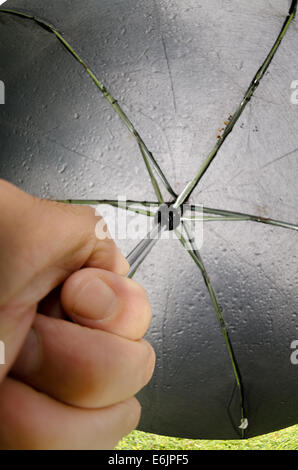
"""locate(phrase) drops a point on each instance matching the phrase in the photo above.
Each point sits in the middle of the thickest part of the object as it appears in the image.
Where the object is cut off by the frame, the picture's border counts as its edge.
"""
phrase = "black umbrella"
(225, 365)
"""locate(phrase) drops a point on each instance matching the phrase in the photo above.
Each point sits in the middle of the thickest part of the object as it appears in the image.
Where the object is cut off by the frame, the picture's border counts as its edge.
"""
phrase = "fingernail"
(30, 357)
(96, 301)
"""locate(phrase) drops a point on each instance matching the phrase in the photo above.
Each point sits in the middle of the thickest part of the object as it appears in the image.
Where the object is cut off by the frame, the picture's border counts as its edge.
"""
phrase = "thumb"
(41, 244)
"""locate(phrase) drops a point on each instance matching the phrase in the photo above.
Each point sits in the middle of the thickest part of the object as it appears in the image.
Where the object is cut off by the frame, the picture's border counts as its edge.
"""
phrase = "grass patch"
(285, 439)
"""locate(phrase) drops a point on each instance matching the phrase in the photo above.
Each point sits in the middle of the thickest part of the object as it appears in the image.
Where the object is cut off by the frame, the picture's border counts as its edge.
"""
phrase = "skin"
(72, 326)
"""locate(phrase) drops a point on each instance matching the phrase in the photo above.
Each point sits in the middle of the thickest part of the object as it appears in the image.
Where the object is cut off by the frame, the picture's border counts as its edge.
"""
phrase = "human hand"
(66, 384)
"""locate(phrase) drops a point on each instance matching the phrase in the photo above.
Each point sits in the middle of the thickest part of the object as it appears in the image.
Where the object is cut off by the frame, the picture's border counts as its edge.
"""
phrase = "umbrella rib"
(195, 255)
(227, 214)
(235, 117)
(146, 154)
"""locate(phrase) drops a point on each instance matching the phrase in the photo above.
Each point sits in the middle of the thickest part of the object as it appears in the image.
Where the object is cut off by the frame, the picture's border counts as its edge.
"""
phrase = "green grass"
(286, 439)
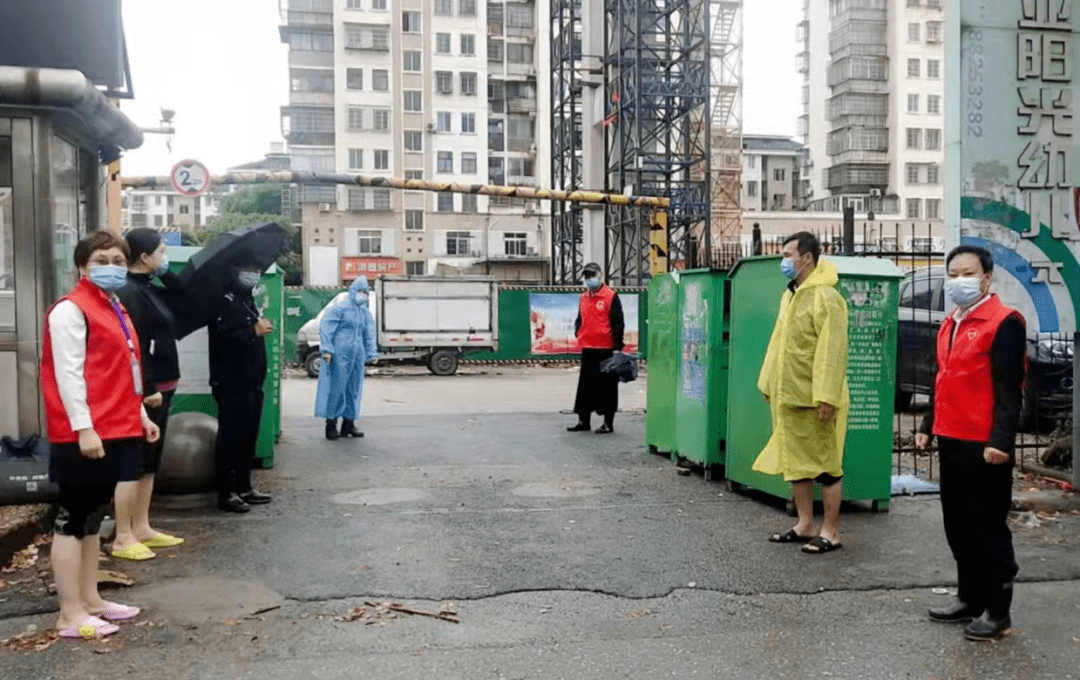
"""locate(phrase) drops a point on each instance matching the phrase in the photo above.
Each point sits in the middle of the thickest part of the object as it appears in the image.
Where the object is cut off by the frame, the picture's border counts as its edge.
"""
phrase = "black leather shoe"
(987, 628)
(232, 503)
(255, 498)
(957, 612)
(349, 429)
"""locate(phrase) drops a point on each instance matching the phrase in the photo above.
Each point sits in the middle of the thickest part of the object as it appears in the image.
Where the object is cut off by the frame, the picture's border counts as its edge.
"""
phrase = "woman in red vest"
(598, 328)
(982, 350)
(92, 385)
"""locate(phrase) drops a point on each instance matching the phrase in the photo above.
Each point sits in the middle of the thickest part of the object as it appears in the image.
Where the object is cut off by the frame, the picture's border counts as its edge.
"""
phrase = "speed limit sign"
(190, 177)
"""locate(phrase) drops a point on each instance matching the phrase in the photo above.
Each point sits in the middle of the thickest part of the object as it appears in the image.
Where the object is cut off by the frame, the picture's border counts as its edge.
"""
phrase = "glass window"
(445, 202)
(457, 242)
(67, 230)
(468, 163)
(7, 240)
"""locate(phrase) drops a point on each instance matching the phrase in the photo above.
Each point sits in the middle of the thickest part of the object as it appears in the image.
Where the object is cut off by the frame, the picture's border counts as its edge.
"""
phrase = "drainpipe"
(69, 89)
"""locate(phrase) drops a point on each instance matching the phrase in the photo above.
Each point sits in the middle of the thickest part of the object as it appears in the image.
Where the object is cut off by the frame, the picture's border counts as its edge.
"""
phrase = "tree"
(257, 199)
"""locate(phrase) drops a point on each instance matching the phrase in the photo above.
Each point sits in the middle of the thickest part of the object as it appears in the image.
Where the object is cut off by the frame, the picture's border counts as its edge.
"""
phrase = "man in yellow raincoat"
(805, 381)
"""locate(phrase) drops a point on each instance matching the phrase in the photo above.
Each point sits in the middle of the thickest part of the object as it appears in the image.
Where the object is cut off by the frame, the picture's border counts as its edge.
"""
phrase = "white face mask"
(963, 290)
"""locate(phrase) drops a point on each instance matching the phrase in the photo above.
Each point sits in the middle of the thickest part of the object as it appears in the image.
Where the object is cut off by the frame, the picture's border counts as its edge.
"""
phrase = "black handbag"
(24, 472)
*-*-*
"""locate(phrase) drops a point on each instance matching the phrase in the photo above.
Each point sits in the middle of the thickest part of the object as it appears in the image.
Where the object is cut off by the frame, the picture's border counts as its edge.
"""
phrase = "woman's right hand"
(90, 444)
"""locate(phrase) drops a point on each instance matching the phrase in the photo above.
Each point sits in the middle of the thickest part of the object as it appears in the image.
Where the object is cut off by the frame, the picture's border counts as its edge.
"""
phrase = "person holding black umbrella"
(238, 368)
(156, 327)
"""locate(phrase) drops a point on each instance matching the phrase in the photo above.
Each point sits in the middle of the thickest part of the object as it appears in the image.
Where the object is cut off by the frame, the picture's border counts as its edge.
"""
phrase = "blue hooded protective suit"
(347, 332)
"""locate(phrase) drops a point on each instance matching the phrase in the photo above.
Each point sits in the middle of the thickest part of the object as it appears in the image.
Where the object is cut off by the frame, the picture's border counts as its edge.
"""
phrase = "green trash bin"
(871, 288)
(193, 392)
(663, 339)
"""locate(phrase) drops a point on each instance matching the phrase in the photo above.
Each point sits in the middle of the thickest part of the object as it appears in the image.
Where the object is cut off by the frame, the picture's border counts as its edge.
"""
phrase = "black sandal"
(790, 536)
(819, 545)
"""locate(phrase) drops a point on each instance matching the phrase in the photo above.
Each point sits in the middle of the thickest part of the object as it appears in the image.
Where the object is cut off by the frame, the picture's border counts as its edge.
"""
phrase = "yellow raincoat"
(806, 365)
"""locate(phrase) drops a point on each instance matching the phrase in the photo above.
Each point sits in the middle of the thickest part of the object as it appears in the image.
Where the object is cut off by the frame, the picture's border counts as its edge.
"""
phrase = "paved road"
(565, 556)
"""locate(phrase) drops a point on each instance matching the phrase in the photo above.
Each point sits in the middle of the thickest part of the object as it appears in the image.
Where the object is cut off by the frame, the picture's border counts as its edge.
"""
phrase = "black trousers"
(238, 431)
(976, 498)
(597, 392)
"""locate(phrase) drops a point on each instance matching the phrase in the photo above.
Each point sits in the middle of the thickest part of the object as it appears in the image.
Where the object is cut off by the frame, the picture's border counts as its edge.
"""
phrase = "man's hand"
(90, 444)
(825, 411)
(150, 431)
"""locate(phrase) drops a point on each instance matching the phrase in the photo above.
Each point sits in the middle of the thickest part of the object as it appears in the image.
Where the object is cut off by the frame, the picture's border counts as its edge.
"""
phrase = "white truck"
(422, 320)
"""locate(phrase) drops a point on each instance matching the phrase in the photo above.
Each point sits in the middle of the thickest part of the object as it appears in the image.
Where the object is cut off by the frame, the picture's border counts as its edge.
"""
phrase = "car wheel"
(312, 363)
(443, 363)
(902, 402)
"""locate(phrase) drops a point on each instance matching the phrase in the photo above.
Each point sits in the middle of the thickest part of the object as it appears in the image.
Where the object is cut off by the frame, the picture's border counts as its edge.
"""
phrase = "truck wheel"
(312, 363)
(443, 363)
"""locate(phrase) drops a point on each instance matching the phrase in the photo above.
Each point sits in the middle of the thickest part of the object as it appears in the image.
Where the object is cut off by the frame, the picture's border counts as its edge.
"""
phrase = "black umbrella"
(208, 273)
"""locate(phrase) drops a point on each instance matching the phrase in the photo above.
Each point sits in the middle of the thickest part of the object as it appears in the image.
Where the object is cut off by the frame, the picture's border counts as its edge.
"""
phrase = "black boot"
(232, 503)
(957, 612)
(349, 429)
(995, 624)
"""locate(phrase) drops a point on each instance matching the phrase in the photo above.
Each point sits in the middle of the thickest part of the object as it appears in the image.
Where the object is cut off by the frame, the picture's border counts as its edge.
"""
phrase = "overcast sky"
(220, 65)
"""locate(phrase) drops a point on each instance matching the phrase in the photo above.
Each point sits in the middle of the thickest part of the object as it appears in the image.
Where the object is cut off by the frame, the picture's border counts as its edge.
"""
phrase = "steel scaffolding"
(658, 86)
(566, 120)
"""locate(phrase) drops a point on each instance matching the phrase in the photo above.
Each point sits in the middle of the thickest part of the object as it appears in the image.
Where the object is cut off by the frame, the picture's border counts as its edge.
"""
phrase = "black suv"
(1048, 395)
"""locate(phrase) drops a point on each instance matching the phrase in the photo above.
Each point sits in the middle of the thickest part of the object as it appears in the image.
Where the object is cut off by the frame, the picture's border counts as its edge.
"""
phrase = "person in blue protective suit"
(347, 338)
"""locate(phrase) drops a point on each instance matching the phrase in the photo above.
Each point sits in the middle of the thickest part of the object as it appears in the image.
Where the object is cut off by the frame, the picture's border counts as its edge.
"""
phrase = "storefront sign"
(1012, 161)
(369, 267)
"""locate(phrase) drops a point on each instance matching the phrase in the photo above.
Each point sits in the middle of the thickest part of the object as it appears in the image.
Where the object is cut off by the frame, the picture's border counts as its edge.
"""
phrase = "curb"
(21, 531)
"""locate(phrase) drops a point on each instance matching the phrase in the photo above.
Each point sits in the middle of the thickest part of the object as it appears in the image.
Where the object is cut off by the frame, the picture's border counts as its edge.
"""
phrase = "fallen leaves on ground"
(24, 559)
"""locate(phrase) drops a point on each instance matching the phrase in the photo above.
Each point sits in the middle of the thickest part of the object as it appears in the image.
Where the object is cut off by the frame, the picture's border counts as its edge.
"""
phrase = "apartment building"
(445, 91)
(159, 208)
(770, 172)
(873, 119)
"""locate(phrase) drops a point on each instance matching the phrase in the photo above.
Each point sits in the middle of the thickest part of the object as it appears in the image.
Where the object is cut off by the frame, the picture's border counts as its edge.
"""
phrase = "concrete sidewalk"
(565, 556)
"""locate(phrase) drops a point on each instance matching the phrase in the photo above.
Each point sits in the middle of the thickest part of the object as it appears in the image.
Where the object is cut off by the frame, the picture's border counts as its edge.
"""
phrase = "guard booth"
*-*-*
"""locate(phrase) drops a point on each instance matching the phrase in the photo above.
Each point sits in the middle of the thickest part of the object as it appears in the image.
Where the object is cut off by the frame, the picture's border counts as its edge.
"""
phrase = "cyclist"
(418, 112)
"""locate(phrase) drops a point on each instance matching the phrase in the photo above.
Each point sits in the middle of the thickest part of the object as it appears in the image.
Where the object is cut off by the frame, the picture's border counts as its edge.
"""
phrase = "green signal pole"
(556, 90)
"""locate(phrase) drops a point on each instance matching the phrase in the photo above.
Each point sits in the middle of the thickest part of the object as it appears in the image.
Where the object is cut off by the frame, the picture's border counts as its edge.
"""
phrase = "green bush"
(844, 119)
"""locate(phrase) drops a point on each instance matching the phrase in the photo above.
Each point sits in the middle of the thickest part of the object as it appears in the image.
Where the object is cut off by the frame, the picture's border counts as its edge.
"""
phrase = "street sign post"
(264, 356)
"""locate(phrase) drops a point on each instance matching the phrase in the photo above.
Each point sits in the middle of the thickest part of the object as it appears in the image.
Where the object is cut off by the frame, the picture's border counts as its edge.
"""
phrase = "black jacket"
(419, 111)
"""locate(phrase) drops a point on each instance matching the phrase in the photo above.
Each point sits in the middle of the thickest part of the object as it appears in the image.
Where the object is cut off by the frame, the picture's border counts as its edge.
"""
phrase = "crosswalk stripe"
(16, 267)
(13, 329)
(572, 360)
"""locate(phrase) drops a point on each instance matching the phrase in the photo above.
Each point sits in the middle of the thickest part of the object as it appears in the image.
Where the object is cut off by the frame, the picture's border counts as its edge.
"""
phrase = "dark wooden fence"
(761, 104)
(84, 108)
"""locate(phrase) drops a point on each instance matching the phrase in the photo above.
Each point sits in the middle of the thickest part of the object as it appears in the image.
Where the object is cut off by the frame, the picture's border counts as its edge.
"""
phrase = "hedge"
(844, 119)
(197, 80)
*-*-*
» WORK TO BE COMPLETED: Pull out every line of the listing that contains the string "umbrella".

» EXERCISE ANSWER:
phrase = "black umbrella"
phrase = "umbrella rib"
phrase = "person holding black umbrella"
phrase = "black umbrella"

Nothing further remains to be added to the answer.